■ **PASSAGE**
◇ ◇ ◇

No fractional shares will be issued upon exercise of the warrants. If, upon exercise of the warrants, a holder would be entitled to receive a fractional interest in a share, we will, upon exercise, round down to the nearest whole number the number of shares of Class A common stock to be issued to the warrant holder.
We have agreed that, subject to applicable law, any action, proceeding or claim against us arising out of or relating in any way to the warrant agreement will be brought and enforced in the courts of the State of New York or the United States District Court for the Southern District of New York, and we irrevocably submit to such jurisdiction, which jurisdiction will be the exclusive forum for any such action, proceeding or claim. See “Risk Factors — Our warrant agreement will designate the courts of the State of New York or the United States District Court for the Southern District of New York as the sole and exclusive forum for certain types of actions and proceedings that may be initiated by holders of our warrants, which could limit the ability of warrant holders to obtain a favorable judicial forum for disputes with our company.” This provision applies to claims under the Securities Act but does not apply to claims under the Exchange Act or any claim for which the federal district courts of the United States of America are the sole and exclusive forum.
2. | Private Placement Warrants |
The private placement warrants (including the Class A common stock issuable upon exercise of the private placement warrants) will not be transferable, assignable or salable until 30 days after the completion of our initial business combination (except, among other limited exceptions as described under the section of the Prospectus entitled “Principal Stockholders — Transfers of Founder Shares and Private Placement Warrants,” to our officers and directors and other persons or entities affiliated with the initial purchasers of the private placement warrants) and they will not be redeemable by us for cash so long as they are held by the initial stockholders or their permitted transferees. The initial purchasers, or their permitted transferees, have the option to exercise the private placement warrants on a cashless basis and the initial purchasers and their permitted transferees will also have certain registration rights related to the private placement warrants (including the shares of Class A common stock issuable upon exercise of the private placement warrants), as described below. Except as described in this section, the private placement warrants have terms and provisions that are identical to those of the warrants being sold as part of the units in the Public Offering, including that they may be redeemed for shares of Class A common stock. If the private placement warrants are held by holders other than the initial purchasers or their permitted transferees, the private placement warrants will be redeemable by us and exercisable by the holders on the same basis as the warrants included in the units being sold in the Public Offering.

◇ ◇ ◇

■ **DATA**
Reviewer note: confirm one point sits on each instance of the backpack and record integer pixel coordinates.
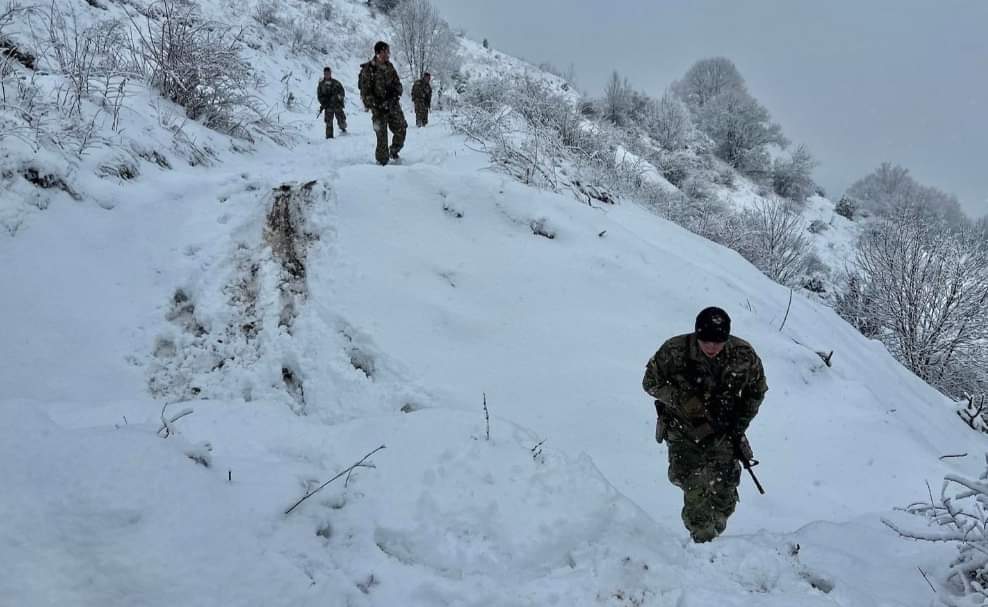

◇ ◇ ◇

■ **TASKS FOR THIS EXERCISE**
[1] According to the passage on warrants, what happens to a fractional share interest when a holder exercises warrants?
[2] Continue the passage on warrants from its final sentence.

■ **RESULTS BY TASK**
[1] The number of Class A common stock shares issued is rounded down to the nearest whole number.

[2]
If holders of the private placement warrants elect to exercise them on a cashless basis, they would pay the exercise price by surrendering his, her or its warrants for that number of shares of Class A common stock equal to the quotient obtained by dividing (x) the product of the number of shares of Class A common stock underlying the warrants, multiplied by the excess of the “fair market value” of our Class A common stock (defined below) over the exercise price of the warrants by (y) the fair market value. The “fair market value” will mean the average last reported sales price of the Class A common stock for the 10 trading days ending on the third trading day prior to the date on which the notice of warrant exercise is sent to the warrant agent. The reason that we have agreed that these warrants will be exercisable on a cashless basis so long as they are held by the initial purchasers or their permitted transferees is because it is not known at this time whether they will be affiliated with us following a business combination. If they remain affiliated with us, their ability to sell our securities in the open market will be significantly limited. We expect to have policies in place that prohibit insiders from selling our securities except during specific periods of time. Even during such periods of time when insiders will be permitted to sell our securities, an insider cannot trade in our securities if he or she is in possession of material non-public information. Accordingly, unlike public stockholders who could exercise their warrants and sell the shares of Class A common stock received upon such exercise freely in the open market in order to recoup the cost of such exercise, the insiders could be significantly restricted from selling such securities. As a result, we believe that allowing the holders to exercise such warrants on a cashless basis is appropriate.
In order to fund working capital deficiencies and finance transaction costs in connection with an intended initial business combination, our sponsor or an affiliate of our sponsor or certain of our officers and directors may, but are not obligated to, loan us funds as may be required. Up to $1,500,000 of such loans may be convertible into warrants of the post business combination entity at a price of $1.00 per warrant at the option of the lender. Such warrants would be identical to the private placement warrants.
Our initial stockholders have agreed not to transfer, assign or sell any of the private placement warrants (including the Class A common stock issuable upon exercise of any of these warrants) until the date that is 30 days after the date we complete our initial business combination, except that, among other limited exceptions as described under the section of the Prospectus entitled “Principal Stockholders — Transfers of Founder Shares and Private Placement Warrants,” transfers can be made to our officers and directors and other persons or entities affiliated with the sponsor.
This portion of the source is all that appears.